What you should do:
I'd like the entries reproduced exactly, with the images omitted.

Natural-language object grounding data
%%
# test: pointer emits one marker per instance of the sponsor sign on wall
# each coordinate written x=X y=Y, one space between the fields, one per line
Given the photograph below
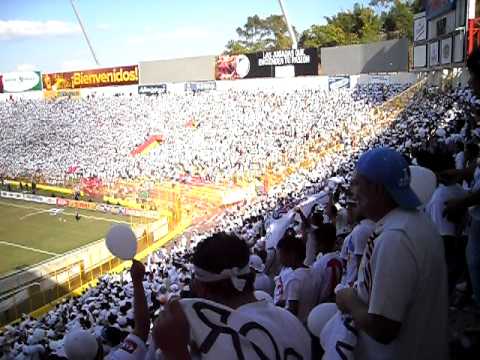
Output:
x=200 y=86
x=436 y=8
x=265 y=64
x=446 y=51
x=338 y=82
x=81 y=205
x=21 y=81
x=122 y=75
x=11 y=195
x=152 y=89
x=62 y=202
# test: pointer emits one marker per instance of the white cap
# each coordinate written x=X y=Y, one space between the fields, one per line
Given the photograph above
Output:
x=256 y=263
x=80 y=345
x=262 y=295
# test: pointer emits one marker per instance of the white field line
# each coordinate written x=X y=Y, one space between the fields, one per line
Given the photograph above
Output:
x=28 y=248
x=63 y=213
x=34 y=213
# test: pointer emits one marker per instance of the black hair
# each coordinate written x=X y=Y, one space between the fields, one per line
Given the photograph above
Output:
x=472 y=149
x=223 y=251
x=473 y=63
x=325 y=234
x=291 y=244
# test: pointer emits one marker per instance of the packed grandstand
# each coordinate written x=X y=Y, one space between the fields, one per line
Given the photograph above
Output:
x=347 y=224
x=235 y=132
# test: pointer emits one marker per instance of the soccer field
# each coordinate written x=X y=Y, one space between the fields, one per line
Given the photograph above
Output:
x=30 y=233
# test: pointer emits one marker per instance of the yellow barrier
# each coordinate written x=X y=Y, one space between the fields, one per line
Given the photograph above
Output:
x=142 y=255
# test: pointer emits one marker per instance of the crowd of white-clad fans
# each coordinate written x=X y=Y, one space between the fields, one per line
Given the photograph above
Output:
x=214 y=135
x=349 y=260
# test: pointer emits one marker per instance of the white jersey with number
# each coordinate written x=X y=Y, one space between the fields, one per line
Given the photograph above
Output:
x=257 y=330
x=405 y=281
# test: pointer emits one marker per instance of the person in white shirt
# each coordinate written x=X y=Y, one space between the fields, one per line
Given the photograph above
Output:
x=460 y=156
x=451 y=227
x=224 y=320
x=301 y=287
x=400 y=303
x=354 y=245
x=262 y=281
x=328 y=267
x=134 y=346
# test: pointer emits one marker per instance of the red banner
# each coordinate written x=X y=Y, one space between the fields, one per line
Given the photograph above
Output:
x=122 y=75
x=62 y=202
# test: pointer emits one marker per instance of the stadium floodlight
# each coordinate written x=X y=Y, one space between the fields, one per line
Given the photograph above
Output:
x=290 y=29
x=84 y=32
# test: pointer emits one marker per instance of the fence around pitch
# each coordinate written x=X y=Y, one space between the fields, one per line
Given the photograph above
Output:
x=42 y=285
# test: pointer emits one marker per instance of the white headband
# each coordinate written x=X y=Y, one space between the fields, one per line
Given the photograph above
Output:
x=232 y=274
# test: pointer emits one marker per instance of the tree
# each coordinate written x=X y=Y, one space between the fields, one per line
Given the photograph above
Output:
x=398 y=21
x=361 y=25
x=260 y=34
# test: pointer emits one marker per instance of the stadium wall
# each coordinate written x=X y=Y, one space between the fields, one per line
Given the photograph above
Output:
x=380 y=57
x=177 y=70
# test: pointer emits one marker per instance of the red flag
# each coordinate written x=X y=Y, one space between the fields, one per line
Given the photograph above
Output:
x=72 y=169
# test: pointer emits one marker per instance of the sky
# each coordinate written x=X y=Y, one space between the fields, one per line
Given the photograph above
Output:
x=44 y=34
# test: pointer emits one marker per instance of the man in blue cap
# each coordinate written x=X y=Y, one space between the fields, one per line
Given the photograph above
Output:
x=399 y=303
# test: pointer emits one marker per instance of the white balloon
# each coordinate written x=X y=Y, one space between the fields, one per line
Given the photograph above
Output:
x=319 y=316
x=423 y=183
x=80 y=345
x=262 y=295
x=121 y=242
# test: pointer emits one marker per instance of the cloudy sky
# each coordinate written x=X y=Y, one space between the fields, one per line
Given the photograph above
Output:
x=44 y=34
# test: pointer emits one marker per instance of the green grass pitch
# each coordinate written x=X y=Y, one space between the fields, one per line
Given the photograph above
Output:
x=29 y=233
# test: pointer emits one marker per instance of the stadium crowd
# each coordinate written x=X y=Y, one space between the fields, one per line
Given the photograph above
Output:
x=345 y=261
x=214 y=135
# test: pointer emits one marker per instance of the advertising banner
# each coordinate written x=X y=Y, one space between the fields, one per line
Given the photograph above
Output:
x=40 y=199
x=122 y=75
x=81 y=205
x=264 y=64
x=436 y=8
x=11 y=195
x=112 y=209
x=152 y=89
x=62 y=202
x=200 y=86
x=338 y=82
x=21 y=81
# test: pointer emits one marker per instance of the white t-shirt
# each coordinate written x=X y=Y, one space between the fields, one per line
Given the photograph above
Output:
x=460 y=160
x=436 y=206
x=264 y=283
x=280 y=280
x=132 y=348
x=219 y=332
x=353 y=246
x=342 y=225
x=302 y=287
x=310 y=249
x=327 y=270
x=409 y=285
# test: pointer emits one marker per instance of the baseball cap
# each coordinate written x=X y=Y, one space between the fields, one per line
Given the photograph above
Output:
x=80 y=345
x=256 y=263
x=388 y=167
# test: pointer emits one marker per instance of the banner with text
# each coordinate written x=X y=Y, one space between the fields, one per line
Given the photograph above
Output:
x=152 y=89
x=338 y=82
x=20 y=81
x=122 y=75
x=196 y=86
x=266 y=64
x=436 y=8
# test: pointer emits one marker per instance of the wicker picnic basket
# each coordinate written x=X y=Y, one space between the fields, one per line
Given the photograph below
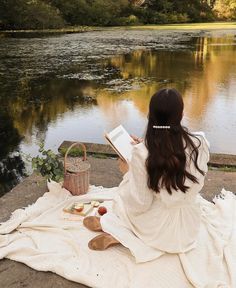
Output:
%%
Your solution:
# test: pointer emits one marker per instance of the sponsor sign on wall
# each coordinate written x=X y=Y, one space between the fields, one per line
Given the photograph below
Output:
x=200 y=86
x=436 y=8
x=265 y=64
x=446 y=51
x=338 y=82
x=81 y=205
x=21 y=81
x=122 y=75
x=11 y=195
x=152 y=89
x=62 y=202
# test: pointer emits one marker per instance of the white cap
# each coordinate written x=X y=Y, one space between the fields, one per line
Given the photograph above
Output:
x=256 y=263
x=80 y=345
x=262 y=295
# test: pointer emits one marker per instance of the white field line
# each coordinate written x=X y=Y, one space between the fields, one per line
Given the photograph above
Output:
x=28 y=248
x=63 y=213
x=34 y=213
# test: pointer emits one marker per instance of the black hair
# each coordinate written x=X y=Y, one space between the fields, one per line
Given the photograph above
Output:
x=472 y=149
x=223 y=251
x=473 y=63
x=325 y=234
x=291 y=244
# test: pointer emits one marker per instance of the packed grandstand
# each coordinate written x=X y=Y, one space between the fields, one per line
Given the photograph above
Output:
x=347 y=224
x=235 y=132
# test: pointer emits one marker per instance of the soccer field
# each coordinate written x=X y=Y, one space between the fields, one per line
Given the photograph above
Output:
x=30 y=233
# test: pointer emits one marker per instance of the yellow barrier
# each coordinate written x=X y=Y, one space between the fields, one per line
Given the photograph above
Output:
x=142 y=255
# test: pointer emits one marker per instance of the crowd of white-clad fans
# each coordinate written x=X y=Y, one space between the fields, one per line
Given the photograph above
Output:
x=214 y=135
x=349 y=260
# test: pointer emits one marker per instance of the white jersey with number
# each coordinate written x=X y=Y, one space between the fields, one per line
Given the photograph above
Output:
x=257 y=330
x=405 y=281
# test: pointer emits one marker per instance of the person in white shirt
# each coordinate written x=X y=Y, one space between the fields, one per line
Given the photograph above
Output:
x=460 y=156
x=451 y=227
x=224 y=320
x=301 y=287
x=400 y=303
x=354 y=245
x=262 y=281
x=328 y=267
x=134 y=346
# test: pointer emits one marker per instance of the red banner
# each coordinate written x=X y=Y, one space between the fields, one per line
Given the photograph above
Output:
x=122 y=75
x=62 y=202
# test: pointer emits one marker per instance of the stadium floodlight
# each coordinate written x=X y=Y, one space between the fields, one per line
Given the photograph above
Output:
x=290 y=29
x=84 y=32
# test: pointer emits one marker per instance of the fence around pitch
# each coordinate written x=X y=Y, one space between the fields, one per line
Given the photograph above
Output:
x=42 y=285
# test: pointer emits one marker per instance of the white headband
# each coordinate written x=X y=Y, one space between the fields, one per line
Given the photograph above
Output:
x=232 y=274
# test: pointer emits one marker per instance of the tree
# each coordinate written x=X y=Y, one space between the fields, one per line
Given the photograph above
Output:
x=398 y=21
x=361 y=25
x=260 y=34
# test: pointer emits one marker per instance of the stadium wall
# each coordinate written x=X y=Y, one space between the fields, one per line
Given the photograph above
Output:
x=380 y=57
x=177 y=70
# test: pointer emits one marker per instance of the red flag
# each coordinate written x=X y=Y, one space between the fields, one per line
Given the photograph above
Output:
x=72 y=169
# test: pointer emits one marker per instance of the sky
# each coordinate written x=X y=Y, one space between the fields, one per line
Given the photograph above
Output:
x=44 y=34
# test: pointer emits one marker per instance of the man in blue cap
# each coordinate written x=X y=Y, one space between the fields, one per line
Given the photograph above
Output:
x=399 y=303
# test: pointer emits one marker per instance of the white balloon
# each coordinate written x=X y=Y, one space between the fields, one per line
Given the photograph above
Output:
x=319 y=316
x=423 y=183
x=80 y=345
x=262 y=295
x=121 y=242
# test: pointer emits one marker per instance of the cloudy sky
# each coordinate written x=X y=Y, one space between the fields, one per line
Given the photograph above
Output:
x=44 y=34
# test: pointer emits one marker per instance of the green grass pitch
# each coordinate written x=X y=Y, one space between the fields, one per line
Given the photograph above
Output:
x=29 y=233
# test: pointer emits one marker per instance of the stadium crowd
# each coordinate written x=X y=Y, one space between the fields, one per line
Given the photograph above
Output:
x=345 y=261
x=214 y=135
# test: pointer emits one marker per instance of the advertising banner
# each coordinate written x=X y=Y, one space between the fields, one per line
Given the photograph above
Output:
x=40 y=199
x=122 y=75
x=81 y=205
x=264 y=64
x=436 y=8
x=11 y=195
x=112 y=209
x=152 y=89
x=62 y=202
x=200 y=86
x=338 y=82
x=21 y=81
# test: pointer emits one marker per instance of the white t-shirt
# each coordinate written x=X y=Y, one space between the fields, one per line
Given the photograph above
Output:
x=460 y=160
x=436 y=206
x=264 y=283
x=280 y=280
x=132 y=348
x=219 y=332
x=353 y=246
x=342 y=225
x=302 y=287
x=310 y=249
x=327 y=270
x=409 y=285
# test: pointer emits one marker per instance of the baseball cap
# each coordinate written x=X y=Y, one space between the fields, one per line
Given the photograph above
Output:
x=80 y=345
x=256 y=263
x=388 y=167
# test: pointer emits one marker per instance of the banner with text
# each coordinate written x=X y=Y, one space between the fields, one per line
Given the photograph above
Output:
x=152 y=89
x=338 y=82
x=20 y=81
x=122 y=75
x=196 y=86
x=266 y=64
x=436 y=8
# test: pointer emits one marker per instance of the wicker picnic basket
# each coordinate written x=X y=Y, one space between the fields, one per line
Given the photograph below
Output:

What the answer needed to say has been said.